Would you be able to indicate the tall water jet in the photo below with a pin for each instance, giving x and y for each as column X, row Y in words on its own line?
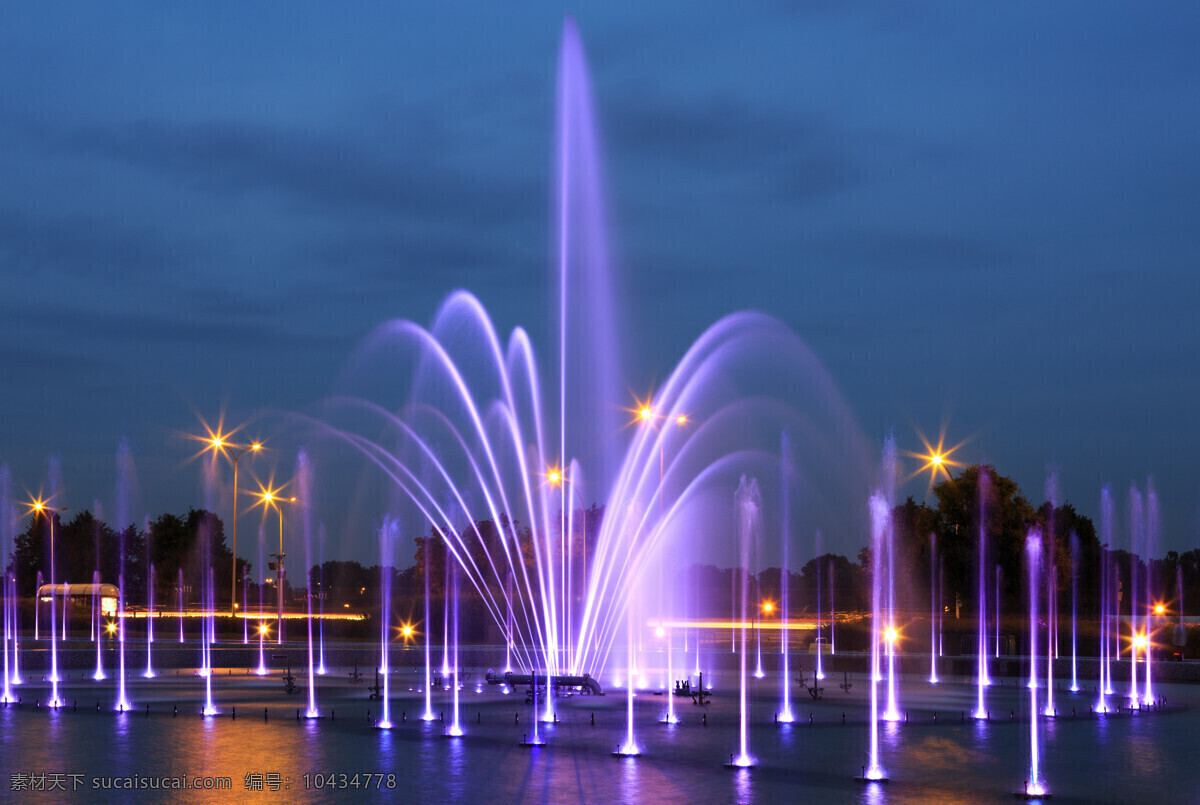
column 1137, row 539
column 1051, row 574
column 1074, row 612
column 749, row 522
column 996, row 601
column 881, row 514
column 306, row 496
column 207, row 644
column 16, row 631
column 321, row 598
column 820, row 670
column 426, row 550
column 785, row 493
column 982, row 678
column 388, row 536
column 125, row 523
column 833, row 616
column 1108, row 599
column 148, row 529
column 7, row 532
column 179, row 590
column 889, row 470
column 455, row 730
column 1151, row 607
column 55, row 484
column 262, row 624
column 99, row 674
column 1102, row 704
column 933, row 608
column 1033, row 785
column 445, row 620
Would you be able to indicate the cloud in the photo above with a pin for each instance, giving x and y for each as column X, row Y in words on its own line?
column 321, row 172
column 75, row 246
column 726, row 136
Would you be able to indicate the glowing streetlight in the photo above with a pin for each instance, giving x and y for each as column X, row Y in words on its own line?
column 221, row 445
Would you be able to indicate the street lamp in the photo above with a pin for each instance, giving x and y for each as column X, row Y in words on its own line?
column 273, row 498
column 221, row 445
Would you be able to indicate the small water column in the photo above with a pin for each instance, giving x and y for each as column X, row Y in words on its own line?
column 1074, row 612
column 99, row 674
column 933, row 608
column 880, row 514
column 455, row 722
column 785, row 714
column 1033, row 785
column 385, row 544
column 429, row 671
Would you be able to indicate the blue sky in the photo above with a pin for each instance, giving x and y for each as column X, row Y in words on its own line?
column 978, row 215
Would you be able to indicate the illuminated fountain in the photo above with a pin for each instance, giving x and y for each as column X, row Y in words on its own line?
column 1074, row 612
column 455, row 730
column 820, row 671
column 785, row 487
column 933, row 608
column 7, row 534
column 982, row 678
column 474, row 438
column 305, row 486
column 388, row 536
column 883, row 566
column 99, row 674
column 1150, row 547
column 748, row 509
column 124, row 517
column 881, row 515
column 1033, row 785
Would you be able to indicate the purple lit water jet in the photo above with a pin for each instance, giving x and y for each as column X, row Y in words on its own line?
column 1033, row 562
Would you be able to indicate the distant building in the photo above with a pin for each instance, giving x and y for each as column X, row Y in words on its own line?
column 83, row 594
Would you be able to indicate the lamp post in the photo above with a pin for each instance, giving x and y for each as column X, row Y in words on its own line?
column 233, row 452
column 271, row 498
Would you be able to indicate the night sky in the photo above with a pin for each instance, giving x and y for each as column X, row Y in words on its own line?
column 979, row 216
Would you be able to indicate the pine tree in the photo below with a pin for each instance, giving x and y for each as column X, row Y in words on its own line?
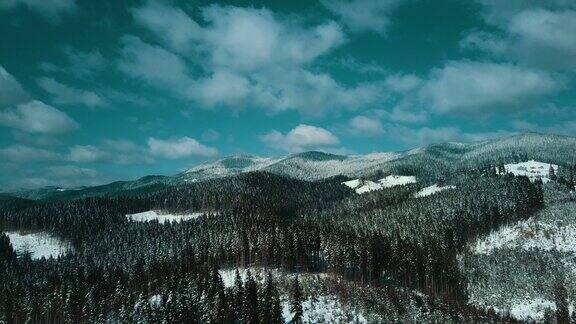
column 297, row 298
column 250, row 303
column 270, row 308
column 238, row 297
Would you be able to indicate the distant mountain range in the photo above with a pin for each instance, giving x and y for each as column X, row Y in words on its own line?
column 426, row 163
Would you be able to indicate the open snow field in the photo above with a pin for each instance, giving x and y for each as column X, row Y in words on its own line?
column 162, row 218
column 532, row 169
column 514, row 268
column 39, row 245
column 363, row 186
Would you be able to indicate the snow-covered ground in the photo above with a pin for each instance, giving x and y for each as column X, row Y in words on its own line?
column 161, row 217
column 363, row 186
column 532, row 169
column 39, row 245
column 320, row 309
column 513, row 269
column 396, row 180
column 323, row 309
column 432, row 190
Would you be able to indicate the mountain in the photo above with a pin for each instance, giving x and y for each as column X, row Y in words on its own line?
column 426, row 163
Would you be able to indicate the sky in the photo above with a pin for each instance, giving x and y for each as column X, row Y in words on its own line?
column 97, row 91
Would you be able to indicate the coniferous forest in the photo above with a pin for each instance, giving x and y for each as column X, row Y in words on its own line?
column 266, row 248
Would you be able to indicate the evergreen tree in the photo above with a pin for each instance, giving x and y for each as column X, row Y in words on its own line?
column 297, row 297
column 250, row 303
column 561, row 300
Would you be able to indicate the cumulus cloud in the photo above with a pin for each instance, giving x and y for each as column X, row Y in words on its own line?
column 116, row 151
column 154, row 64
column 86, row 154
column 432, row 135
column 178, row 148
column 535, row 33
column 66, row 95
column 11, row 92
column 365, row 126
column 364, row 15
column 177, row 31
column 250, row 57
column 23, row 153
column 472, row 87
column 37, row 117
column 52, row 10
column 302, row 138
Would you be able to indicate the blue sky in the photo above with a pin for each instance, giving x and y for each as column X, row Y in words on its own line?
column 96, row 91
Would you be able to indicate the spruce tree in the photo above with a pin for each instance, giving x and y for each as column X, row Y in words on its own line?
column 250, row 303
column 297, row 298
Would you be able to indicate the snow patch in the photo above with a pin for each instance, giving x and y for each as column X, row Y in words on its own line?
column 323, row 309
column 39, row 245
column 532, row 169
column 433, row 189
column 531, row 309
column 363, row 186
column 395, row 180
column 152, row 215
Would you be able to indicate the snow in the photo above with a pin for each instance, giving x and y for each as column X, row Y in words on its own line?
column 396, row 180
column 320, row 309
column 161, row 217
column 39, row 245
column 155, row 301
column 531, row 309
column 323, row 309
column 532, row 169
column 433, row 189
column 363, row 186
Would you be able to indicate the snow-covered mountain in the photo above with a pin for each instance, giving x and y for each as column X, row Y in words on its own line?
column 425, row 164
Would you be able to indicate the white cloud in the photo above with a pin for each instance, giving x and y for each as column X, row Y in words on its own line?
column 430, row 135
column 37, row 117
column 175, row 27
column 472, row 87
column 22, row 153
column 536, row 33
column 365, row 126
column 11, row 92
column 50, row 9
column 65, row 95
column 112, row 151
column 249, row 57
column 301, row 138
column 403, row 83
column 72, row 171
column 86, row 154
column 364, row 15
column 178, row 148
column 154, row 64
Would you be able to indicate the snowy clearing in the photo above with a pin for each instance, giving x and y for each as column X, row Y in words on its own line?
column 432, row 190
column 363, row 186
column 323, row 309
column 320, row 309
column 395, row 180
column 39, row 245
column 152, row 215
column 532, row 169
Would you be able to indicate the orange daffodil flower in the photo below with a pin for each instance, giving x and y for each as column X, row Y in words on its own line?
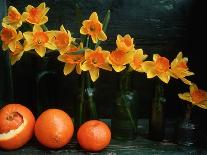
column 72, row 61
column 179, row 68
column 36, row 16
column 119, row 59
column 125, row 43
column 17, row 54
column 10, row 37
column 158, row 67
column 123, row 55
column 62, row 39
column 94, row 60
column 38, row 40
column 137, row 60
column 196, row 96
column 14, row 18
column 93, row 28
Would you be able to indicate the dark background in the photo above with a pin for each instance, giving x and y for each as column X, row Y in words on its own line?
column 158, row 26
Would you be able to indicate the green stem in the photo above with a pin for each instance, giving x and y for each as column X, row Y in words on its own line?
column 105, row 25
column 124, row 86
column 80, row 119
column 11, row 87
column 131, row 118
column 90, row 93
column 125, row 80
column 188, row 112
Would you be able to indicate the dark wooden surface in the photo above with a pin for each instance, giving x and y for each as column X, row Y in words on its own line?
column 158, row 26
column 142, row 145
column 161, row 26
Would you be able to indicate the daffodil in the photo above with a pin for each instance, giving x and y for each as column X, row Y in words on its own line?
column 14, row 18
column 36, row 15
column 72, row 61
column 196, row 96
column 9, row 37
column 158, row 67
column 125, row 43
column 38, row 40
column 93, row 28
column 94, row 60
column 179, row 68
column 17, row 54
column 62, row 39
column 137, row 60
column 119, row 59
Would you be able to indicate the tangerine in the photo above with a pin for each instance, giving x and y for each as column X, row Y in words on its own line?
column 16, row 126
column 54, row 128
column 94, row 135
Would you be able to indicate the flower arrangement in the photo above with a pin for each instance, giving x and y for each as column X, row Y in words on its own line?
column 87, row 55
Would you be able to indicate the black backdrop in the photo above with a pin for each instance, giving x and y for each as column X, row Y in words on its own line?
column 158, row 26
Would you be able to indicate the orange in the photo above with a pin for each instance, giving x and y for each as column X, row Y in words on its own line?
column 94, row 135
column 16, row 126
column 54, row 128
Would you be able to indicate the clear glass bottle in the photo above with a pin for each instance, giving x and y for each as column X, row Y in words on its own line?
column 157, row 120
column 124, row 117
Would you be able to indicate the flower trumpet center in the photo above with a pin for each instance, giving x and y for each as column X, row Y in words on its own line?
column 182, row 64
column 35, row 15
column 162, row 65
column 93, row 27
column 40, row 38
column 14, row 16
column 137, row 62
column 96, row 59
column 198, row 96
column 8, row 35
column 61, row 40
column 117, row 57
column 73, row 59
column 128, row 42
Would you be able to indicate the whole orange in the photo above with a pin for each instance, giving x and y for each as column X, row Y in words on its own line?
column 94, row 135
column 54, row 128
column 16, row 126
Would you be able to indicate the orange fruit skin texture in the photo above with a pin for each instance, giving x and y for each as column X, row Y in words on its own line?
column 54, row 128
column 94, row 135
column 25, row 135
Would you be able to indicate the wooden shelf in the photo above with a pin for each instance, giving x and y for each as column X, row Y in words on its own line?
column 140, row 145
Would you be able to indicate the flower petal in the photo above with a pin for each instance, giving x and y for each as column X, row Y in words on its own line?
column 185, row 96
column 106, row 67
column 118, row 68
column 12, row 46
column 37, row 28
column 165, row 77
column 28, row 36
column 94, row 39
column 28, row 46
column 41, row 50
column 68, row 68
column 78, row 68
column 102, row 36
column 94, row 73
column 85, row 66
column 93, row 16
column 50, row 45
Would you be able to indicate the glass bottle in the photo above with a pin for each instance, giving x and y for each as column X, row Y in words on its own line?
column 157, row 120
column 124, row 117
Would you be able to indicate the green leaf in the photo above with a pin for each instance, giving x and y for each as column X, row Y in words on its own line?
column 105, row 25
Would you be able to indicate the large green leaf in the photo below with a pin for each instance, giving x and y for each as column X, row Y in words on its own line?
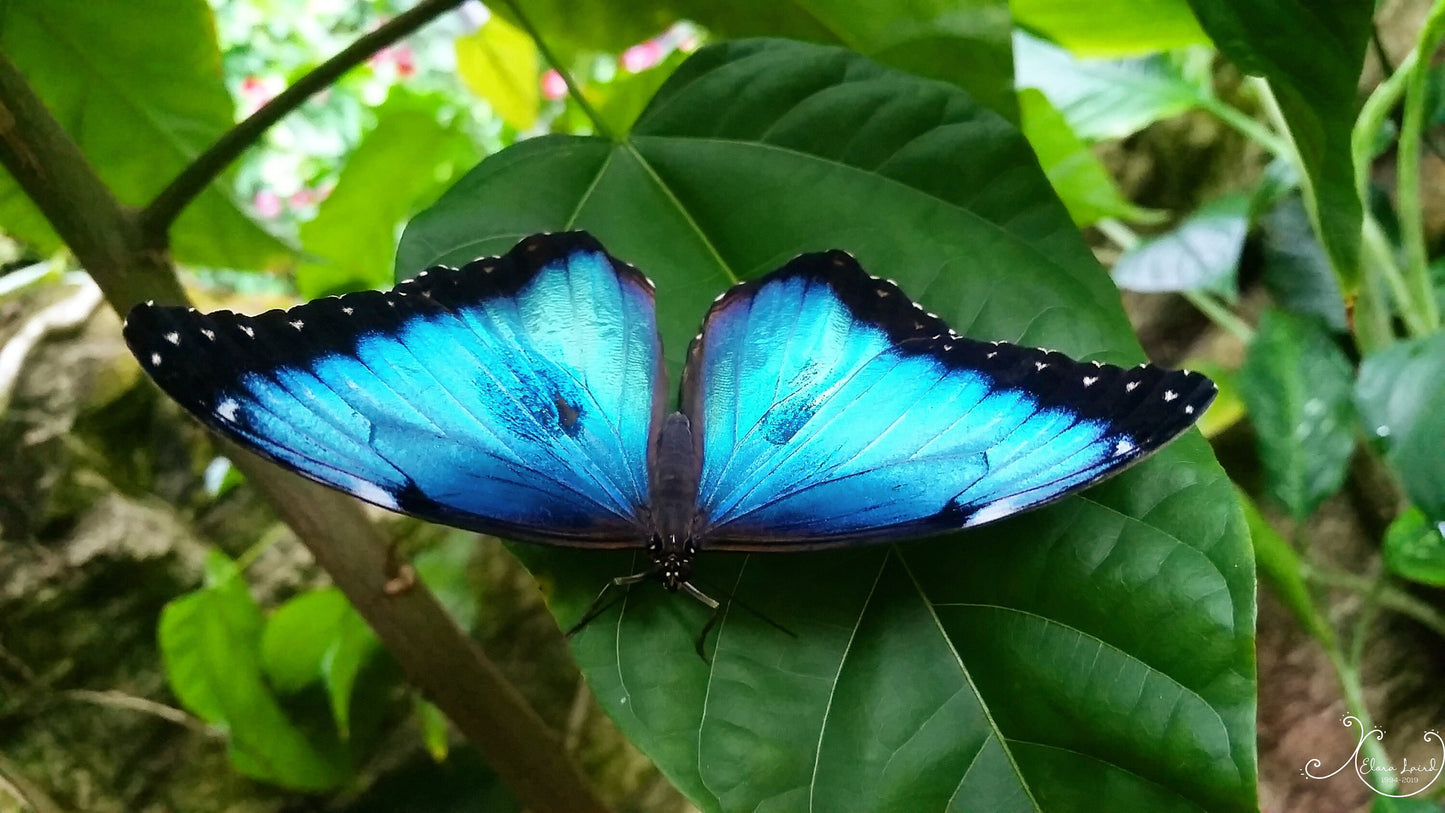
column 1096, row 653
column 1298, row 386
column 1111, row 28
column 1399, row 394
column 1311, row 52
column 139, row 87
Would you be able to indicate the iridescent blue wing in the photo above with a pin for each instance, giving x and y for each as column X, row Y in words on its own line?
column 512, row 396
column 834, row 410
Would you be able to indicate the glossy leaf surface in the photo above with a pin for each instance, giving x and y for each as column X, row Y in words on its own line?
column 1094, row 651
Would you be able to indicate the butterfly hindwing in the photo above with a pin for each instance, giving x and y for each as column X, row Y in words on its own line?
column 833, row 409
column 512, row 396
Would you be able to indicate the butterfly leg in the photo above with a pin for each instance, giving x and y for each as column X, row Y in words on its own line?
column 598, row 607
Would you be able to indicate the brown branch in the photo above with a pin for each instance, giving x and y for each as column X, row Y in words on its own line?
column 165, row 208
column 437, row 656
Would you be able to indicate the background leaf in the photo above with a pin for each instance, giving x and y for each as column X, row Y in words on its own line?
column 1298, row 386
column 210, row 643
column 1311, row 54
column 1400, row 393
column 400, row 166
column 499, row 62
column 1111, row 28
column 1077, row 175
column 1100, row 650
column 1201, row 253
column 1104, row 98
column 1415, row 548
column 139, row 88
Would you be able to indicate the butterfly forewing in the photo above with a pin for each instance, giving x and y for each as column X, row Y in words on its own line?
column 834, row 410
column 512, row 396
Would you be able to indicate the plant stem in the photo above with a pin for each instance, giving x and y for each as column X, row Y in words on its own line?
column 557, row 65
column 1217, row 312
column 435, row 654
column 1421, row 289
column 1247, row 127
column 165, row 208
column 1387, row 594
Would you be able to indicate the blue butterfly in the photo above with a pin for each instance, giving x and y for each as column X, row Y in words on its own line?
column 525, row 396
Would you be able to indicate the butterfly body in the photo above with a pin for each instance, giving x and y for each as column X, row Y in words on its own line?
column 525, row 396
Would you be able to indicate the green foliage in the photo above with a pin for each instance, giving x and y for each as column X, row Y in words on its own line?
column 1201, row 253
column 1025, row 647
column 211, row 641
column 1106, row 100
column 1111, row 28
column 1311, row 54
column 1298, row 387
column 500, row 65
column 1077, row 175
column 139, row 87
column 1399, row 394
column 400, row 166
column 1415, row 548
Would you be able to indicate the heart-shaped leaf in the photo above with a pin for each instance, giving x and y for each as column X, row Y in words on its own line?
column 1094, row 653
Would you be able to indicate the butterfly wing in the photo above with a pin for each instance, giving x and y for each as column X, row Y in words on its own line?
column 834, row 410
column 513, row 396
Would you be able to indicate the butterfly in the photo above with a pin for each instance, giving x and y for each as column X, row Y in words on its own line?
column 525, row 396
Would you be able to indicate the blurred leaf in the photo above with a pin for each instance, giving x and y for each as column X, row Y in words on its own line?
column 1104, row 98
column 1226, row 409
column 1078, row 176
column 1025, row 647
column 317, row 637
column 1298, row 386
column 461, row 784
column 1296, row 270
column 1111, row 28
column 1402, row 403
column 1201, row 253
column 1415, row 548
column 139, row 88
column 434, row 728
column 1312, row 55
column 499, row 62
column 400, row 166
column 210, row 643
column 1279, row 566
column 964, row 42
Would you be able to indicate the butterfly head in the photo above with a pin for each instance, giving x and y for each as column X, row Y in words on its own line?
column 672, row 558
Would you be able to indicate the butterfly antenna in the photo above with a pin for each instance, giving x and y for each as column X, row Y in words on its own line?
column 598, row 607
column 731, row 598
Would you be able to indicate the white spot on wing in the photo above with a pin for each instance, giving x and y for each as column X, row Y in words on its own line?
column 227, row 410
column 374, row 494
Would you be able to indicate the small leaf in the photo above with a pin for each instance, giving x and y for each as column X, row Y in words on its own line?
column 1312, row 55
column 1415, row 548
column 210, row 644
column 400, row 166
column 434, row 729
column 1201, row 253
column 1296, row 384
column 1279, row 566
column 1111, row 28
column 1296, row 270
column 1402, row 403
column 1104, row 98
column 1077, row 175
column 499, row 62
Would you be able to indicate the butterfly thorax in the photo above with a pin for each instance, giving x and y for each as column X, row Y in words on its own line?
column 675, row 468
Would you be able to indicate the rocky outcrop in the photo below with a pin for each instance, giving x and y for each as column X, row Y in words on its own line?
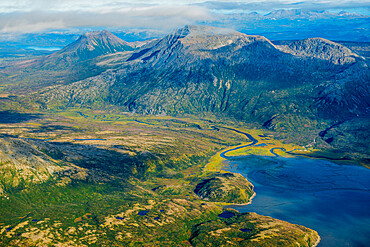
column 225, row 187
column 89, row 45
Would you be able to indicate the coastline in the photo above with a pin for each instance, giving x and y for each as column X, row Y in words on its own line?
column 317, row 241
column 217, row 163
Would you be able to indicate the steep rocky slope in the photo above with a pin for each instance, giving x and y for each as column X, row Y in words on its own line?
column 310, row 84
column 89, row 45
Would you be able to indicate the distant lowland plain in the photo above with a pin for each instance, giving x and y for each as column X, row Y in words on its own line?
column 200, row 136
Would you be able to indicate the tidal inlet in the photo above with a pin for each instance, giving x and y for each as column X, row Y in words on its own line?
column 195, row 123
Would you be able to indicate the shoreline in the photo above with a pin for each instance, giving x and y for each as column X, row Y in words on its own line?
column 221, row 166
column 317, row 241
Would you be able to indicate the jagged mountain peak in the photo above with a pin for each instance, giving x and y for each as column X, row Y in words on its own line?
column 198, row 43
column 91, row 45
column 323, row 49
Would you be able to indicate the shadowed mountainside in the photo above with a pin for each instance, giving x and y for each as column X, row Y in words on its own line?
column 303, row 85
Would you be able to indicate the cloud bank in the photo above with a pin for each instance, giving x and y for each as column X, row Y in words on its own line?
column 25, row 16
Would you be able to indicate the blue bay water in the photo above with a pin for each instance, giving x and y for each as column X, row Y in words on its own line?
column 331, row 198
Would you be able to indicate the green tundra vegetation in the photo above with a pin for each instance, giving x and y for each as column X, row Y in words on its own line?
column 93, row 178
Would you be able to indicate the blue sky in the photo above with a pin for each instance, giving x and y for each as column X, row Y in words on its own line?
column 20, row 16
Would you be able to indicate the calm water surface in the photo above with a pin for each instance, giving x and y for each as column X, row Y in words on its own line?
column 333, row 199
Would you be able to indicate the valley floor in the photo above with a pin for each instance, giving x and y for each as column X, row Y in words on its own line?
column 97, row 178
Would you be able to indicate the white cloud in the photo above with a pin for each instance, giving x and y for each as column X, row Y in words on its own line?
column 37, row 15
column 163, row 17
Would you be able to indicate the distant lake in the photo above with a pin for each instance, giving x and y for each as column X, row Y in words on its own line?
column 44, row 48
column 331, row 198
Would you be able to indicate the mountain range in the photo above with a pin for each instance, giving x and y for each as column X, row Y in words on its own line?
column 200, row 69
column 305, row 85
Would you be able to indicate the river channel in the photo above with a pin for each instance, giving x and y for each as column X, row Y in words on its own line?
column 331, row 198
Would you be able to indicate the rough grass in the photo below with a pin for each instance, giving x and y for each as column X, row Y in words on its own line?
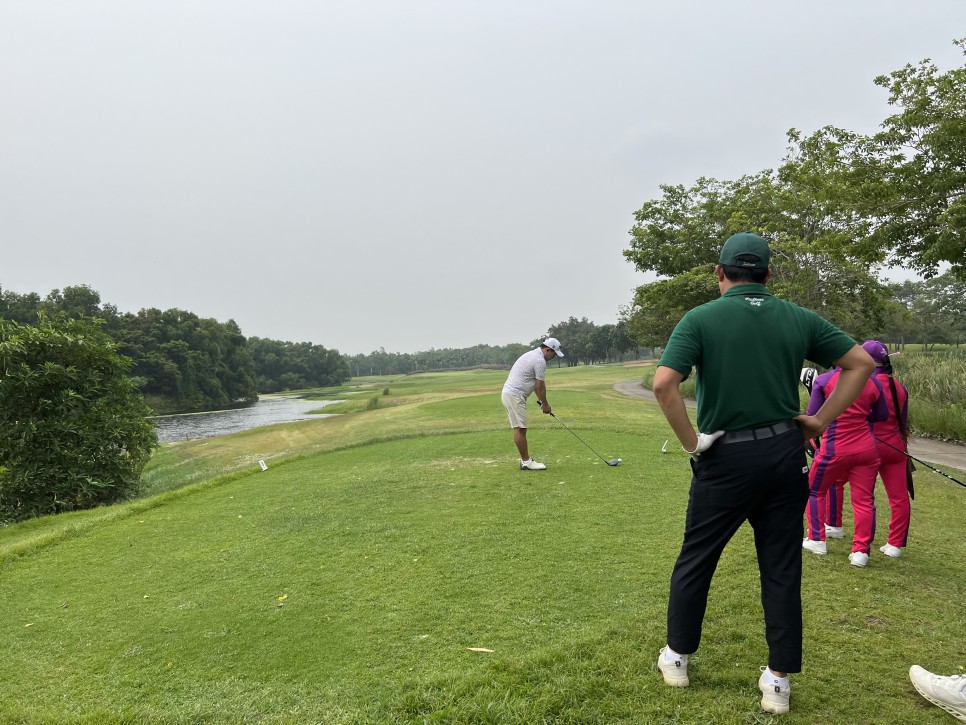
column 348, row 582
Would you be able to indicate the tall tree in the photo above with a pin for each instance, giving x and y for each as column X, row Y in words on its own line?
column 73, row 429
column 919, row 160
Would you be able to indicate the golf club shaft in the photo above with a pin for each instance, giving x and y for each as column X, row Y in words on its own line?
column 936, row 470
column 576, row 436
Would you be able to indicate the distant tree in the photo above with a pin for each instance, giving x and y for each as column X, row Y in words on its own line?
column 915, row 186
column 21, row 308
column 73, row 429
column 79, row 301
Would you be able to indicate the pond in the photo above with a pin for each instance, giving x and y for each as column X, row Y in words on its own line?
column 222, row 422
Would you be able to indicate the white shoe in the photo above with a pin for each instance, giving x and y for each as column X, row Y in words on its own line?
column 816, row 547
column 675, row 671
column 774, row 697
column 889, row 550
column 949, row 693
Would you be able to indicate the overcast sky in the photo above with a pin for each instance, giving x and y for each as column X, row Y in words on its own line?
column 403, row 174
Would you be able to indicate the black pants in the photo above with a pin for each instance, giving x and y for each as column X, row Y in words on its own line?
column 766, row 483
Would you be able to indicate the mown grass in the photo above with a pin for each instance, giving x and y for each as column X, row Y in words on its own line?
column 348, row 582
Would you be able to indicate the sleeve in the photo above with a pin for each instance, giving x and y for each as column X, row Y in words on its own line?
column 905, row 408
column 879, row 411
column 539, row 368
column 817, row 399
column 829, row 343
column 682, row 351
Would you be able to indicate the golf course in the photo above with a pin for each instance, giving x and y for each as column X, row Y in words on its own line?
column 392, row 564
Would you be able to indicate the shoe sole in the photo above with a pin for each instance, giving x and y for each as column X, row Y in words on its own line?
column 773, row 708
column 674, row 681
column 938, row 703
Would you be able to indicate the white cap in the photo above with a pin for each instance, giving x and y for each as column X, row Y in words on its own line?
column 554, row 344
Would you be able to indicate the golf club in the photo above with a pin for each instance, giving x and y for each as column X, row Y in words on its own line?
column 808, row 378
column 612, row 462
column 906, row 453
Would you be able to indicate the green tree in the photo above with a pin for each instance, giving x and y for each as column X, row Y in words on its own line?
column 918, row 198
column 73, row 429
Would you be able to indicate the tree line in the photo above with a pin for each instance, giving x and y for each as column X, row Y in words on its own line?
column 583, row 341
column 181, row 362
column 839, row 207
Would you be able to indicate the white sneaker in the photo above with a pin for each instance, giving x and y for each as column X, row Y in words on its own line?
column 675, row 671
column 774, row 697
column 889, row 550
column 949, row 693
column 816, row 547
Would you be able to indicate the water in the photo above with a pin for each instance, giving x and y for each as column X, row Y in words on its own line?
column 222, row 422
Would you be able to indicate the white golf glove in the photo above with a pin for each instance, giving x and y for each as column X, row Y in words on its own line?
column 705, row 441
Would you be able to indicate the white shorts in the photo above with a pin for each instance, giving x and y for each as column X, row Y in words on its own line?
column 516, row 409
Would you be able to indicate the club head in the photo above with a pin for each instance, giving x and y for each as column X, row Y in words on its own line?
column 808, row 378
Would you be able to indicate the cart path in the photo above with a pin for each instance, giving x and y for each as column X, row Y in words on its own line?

* * * * * * *

» REQUIRED WORK
Exactly repeat the lines from the line that contains "Would you be able to indicate the water" to the end of the entries, both included, and leave out all other lines.

» ANSWER SPACE
Would you be able to indicate the water in the photo above with a pin for each instance, giving x and y for each as column X, row Y in words on its own line?
column 222, row 422
Would you be able to indicate the white golf glove in the photo above with a pin for each instance, giving x and y for each as column X, row Y in words on its own line?
column 705, row 441
Would you be able to indicate the white shorts in the photo above with a pin for each instance, giving x and y for each as column X, row Y in words on its own line?
column 516, row 409
Would you be able to indicate the club head in the photo above with a pin for each instance, giving x and y for each as column X, row Y in words on its own line?
column 808, row 378
Would you be able to indicate the cart path in the photo above with a pin for each instance, giving x and y for each as column X, row Y in words on its own line?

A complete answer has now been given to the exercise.